[Location identification items]

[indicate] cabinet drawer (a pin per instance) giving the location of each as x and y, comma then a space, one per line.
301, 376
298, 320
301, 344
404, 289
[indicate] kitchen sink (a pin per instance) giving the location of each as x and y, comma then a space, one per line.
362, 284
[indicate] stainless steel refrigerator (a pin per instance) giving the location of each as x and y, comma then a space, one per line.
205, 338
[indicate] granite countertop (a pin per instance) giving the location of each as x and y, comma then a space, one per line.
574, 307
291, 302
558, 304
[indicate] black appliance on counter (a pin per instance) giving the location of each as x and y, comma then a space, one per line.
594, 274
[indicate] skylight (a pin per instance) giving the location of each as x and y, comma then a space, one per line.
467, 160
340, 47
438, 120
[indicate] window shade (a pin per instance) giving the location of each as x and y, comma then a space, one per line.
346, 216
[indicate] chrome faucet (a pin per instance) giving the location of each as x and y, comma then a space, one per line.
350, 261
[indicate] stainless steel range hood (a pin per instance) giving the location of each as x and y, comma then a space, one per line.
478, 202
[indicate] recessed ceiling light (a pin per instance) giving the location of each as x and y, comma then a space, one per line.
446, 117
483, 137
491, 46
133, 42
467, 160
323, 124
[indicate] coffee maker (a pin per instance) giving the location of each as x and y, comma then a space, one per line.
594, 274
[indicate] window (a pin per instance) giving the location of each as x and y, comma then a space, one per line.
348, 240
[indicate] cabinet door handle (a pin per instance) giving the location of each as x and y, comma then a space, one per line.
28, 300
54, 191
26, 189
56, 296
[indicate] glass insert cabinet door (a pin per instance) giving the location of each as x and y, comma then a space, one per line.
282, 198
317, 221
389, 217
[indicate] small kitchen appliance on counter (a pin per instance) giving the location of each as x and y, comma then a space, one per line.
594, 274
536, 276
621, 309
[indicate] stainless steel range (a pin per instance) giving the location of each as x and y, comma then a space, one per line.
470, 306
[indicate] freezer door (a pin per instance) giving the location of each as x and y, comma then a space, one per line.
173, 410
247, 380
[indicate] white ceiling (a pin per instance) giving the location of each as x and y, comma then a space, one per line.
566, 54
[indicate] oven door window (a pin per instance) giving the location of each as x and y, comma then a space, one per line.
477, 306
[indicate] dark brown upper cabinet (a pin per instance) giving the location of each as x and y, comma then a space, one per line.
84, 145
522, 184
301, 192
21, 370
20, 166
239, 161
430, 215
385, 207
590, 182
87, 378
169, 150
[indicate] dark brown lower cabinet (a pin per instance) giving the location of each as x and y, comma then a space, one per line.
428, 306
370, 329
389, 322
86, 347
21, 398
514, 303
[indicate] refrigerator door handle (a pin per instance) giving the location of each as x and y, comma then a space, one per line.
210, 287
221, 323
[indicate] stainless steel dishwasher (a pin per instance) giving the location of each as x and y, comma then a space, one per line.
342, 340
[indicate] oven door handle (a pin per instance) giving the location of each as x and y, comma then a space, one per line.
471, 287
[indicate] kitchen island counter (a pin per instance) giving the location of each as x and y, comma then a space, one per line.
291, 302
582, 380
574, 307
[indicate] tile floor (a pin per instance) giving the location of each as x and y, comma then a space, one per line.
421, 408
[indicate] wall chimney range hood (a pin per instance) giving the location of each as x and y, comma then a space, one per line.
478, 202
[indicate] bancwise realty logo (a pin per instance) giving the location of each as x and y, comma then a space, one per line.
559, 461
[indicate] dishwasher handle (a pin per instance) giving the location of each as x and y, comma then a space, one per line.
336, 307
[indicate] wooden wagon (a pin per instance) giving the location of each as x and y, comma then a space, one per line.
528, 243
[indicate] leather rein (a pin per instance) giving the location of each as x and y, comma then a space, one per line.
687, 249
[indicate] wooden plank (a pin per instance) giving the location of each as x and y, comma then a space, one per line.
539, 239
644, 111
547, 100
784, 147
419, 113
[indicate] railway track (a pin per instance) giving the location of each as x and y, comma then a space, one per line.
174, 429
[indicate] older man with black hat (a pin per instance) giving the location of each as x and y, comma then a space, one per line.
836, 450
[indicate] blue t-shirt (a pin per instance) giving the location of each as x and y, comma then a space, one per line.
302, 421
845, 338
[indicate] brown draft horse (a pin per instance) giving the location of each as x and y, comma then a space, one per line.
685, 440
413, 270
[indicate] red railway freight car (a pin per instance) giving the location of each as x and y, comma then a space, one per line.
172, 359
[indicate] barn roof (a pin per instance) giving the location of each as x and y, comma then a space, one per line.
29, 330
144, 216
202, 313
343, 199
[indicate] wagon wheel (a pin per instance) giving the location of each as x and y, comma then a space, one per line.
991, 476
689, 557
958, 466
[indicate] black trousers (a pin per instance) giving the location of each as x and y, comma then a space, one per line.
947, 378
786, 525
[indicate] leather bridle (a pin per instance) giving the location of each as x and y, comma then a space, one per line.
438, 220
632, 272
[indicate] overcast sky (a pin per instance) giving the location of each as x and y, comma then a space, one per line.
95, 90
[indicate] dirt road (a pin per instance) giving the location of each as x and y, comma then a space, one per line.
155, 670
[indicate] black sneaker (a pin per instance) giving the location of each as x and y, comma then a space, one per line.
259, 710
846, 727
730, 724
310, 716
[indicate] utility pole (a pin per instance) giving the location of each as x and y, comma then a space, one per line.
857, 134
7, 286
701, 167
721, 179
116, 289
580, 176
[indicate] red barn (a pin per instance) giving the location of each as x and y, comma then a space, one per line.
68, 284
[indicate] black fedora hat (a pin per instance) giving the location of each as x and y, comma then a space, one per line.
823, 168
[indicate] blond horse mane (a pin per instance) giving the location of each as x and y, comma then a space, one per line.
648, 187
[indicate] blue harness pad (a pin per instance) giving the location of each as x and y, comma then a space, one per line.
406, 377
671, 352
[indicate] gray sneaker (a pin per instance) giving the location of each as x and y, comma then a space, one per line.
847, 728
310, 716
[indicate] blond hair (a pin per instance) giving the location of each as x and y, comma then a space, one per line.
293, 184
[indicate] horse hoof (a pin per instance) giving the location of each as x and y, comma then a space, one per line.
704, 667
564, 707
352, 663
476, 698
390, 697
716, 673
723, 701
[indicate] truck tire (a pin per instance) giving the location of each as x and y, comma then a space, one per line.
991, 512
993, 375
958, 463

Stated task.
Put the rows above into a Markdown table with two columns, Num and Content: Num holds a running row number and Content holds the line. Leave out blank lines.

Solution to the problem.
| Num | Content |
|---|---|
| 1 | [indicate] cabinet drawer (a pin per instance) giving the location of each as x and y, comma then a space, one per line. |
| 2 | 301, 376 |
| 3 | 298, 320 |
| 4 | 301, 344 |
| 5 | 404, 289 |
| 6 | [indicate] kitchen sink (a pin per instance) giving the location of each as x and y, comma then a space, one per line. |
| 7 | 362, 284 |
| 8 | [indicate] stainless steel refrigerator (a pin per instance) giving the location of each as x and y, comma then a space, one per line. |
| 9 | 205, 338 |
| 10 | [indicate] granite countertop (a pin per instance) giving the location of each as x and y, comma then a space, one per line. |
| 11 | 574, 307 |
| 12 | 291, 302 |
| 13 | 558, 304 |
| 14 | [indicate] black appliance on counter (a pin per instance) giving the location of each as x and y, comma then a space, one per line. |
| 15 | 594, 274 |
| 16 | [indicate] skylight (a pin per instance) giving the location of each as x and y, comma then a space, one per line. |
| 17 | 467, 160 |
| 18 | 340, 47 |
| 19 | 438, 120 |
| 20 | [indicate] window shade (a pin per instance) giving the location of each as x and y, comma then a space, one per line. |
| 21 | 346, 216 |
| 22 | [indicate] chrome faucet (a pin per instance) giving the location of each as x and y, comma then a space, one per line. |
| 23 | 350, 261 |
| 24 | [indicate] stainless steel range hood (a pin per instance) giving the location of each as x and y, comma then a space, one per line. |
| 25 | 478, 202 |
| 26 | [indicate] recessed ceiling light (a pin per instance) giving the location of each as x and y, comma then a space, one per line. |
| 27 | 446, 117 |
| 28 | 483, 137 |
| 29 | 491, 46 |
| 30 | 133, 42 |
| 31 | 467, 160 |
| 32 | 323, 124 |
| 33 | [indicate] coffee maker (a pin per instance) giving the location of each as x and y, comma then a space, one per line. |
| 34 | 594, 274 |
| 35 | [indicate] window (a pin per instance) giving the location of each as x and y, comma then a space, one per line. |
| 36 | 348, 240 |
| 37 | [indicate] cabinet door handle (a pin per instance) giving the location of each as x and y, comma then a space, one per line. |
| 38 | 28, 300 |
| 39 | 54, 191 |
| 40 | 26, 189 |
| 41 | 56, 296 |
| 42 | [indicate] glass insert cabinet door (a pin per instance) giving the location of each as x and y, comma then a space, one per line. |
| 43 | 282, 198 |
| 44 | 317, 221 |
| 45 | 389, 217 |
| 46 | [indicate] small kitchen appliance on counter (a pin per instance) giving the location of each as x and y, comma then a space, one per line. |
| 47 | 594, 274 |
| 48 | 536, 276 |
| 49 | 621, 309 |
| 50 | [indicate] stainless steel range (a pin per instance) giving the location of each as x and y, comma then a space, one per line. |
| 51 | 470, 306 |
| 52 | [indicate] freezer door (a pin per instance) giving the location of each as x and y, comma then a space, one per line. |
| 53 | 173, 410 |
| 54 | 247, 380 |
| 55 | [indicate] white ceiling (a pin per instance) giving the location of each as x and y, comma then a space, one per line. |
| 56 | 566, 54 |
| 57 | [indicate] oven door window (a pin per instance) giving the location of each as x and y, comma then a space, one per line. |
| 58 | 477, 306 |
| 59 | [indicate] dark brown upper cabinet (a pin per instance) giving the location of each as x and y, comma then a space, one per line. |
| 60 | 84, 145 |
| 61 | 522, 184 |
| 62 | 301, 192 |
| 63 | 21, 370 |
| 64 | 20, 166 |
| 65 | 239, 161 |
| 66 | 430, 215 |
| 67 | 385, 207 |
| 68 | 590, 182 |
| 69 | 87, 378 |
| 70 | 169, 150 |
| 71 | [indicate] dark brown lower cabinet (a pin per instance) giving the location of each as x and y, comma then a space, one per line. |
| 72 | 428, 306 |
| 73 | 370, 329 |
| 74 | 389, 322 |
| 75 | 86, 347 |
| 76 | 21, 398 |
| 77 | 514, 303 |
| 78 | [indicate] refrigerator door handle (a pin per instance) giving the location of each as x and y, comma then a space, one per line. |
| 79 | 210, 287 |
| 80 | 221, 323 |
| 81 | [indicate] stainless steel dishwasher (a pin per instance) giving the location of each as x and y, comma then a space, one per line. |
| 82 | 342, 340 |
| 83 | [indicate] oven door handle (a pin per instance) giving the location of each as x and y, comma then a space, one per line. |
| 84 | 471, 287 |
| 85 | [indicate] kitchen island counter (a pin per instance) giving the location of each as x and y, comma then a space, one per line. |
| 86 | 291, 302 |
| 87 | 582, 380 |
| 88 | 574, 307 |
| 89 | [indicate] tile floor (a pin per instance) giving the location of each as x and y, comma then a space, one per line. |
| 90 | 421, 408 |
| 91 | [indicate] wall chimney range hood (a pin per instance) giving the location of each as x and y, comma then a space, one per line. |
| 92 | 478, 202 |
| 93 | [indicate] bancwise realty logo (a pin per instance) giving the location of each as x and y, comma then a space, one per line. |
| 94 | 559, 461 |
| 95 | [indicate] dishwasher handle (a pin per instance) giving the location of each as x and y, comma then a space, one per line. |
| 96 | 336, 307 |
| 97 | [indicate] wooden wagon (a pin per instance) giving the location of each as x and y, comma then a space, one per line. |
| 98 | 528, 243 |
| 99 | [indicate] leather rein (a pin per instance) giving the location of each as x and y, comma then a space, one per line. |
| 100 | 687, 249 |
| 101 | [indicate] wooden plank (a pin per instance) giving the location of each as x and y, comma then a space, one per line. |
| 102 | 539, 239 |
| 103 | 644, 111 |
| 104 | 547, 100 |
| 105 | 784, 147 |
| 106 | 419, 113 |
| 107 | [indicate] railway track (a pin per instance) giving the location of each as x and y, comma then a space, one per line. |
| 108 | 174, 429 |
| 109 | [indicate] older man with black hat (a pin per instance) giving the location of each as x and y, comma then a space, one per line. |
| 110 | 836, 450 |
| 111 | [indicate] blue t-shirt (a pin per instance) giving the location of each as x and y, comma then a space, one per line. |
| 112 | 302, 421 |
| 113 | 845, 338 |
| 114 | [indicate] brown draft horse (a pin per instance) giving the location of each as x and y, comma then a space, one per line. |
| 115 | 685, 440 |
| 116 | 413, 270 |
| 117 | [indicate] red railway freight car (a pin per instance) giving the location of each as x and y, comma then a space, one per line. |
| 118 | 172, 359 |
| 119 | [indicate] barn roof (a pin per instance) giving the location of each as x and y, comma then a space, one per line. |
| 120 | 29, 330 |
| 121 | 144, 216 |
| 122 | 202, 313 |
| 123 | 343, 199 |
| 124 | [indicate] wagon wheel (a pin per instance) giving the location of each as x and y, comma then a space, one per line. |
| 125 | 991, 476 |
| 126 | 689, 557 |
| 127 | 958, 466 |
| 128 | [indicate] black trousers (a pin per instance) giving the location of each as x and y, comma then a space, one per line. |
| 129 | 947, 378 |
| 130 | 786, 525 |
| 131 | [indicate] leather bridle (a pin per instance) giving the location of each as x and y, comma then a space, one per line. |
| 132 | 438, 220 |
| 133 | 632, 272 |
| 134 | [indicate] overcast sky (a pin per instance) giving the location of each as x and y, comma then a space, one per line. |
| 135 | 95, 90 |
| 136 | [indicate] dirt road (a pin per instance) giving the location of each as x and y, comma then a space, one per line. |
| 137 | 155, 670 |
| 138 | [indicate] black sneaker (a pin per instance) giving the location of each as x and y, comma then a space, one per line. |
| 139 | 259, 710 |
| 140 | 846, 727 |
| 141 | 730, 724 |
| 142 | 310, 716 |
| 143 | [indicate] utility pole (a pin per instance) giving the location of each as x and y, comma then a space, one per line. |
| 144 | 857, 134 |
| 145 | 7, 286 |
| 146 | 701, 167 |
| 147 | 721, 179 |
| 148 | 116, 289 |
| 149 | 580, 176 |
| 150 | [indicate] red barn (a pin per instance) giving the location of each as x and y, comma then a space, one per line. |
| 151 | 68, 284 |
| 152 | [indicate] black fedora hat (a pin per instance) giving the location of each as x and y, comma then a space, one per line. |
| 153 | 823, 168 |
| 154 | [indicate] blond horse mane (a pin per instance) giving the location of each as x and y, comma then a space, one per line. |
| 155 | 648, 187 |
| 156 | [indicate] blue harness pad (a pin per instance) giving the location of each as x and y, comma then a space, one per line. |
| 157 | 406, 377 |
| 158 | 671, 352 |
| 159 | [indicate] gray sneaker (a pin per instance) giving the location of each as x and y, comma then a space, one per line. |
| 160 | 847, 728 |
| 161 | 310, 716 |
| 162 | [indicate] blond hair (a pin per instance) giving the location of each as x and y, comma then a space, one per line. |
| 163 | 293, 184 |
| 164 | [indicate] horse hoof (a pin per instance) giving the location of each as x and y, comma then a space, one per line. |
| 165 | 704, 667 |
| 166 | 564, 707 |
| 167 | 352, 663 |
| 168 | 476, 698 |
| 169 | 390, 697 |
| 170 | 716, 673 |
| 171 | 723, 701 |
| 172 | [indicate] truck tire (a pin per instance) giving the location of each as x and y, comma then a space, one per line. |
| 173 | 991, 512 |
| 174 | 993, 375 |
| 175 | 958, 463 |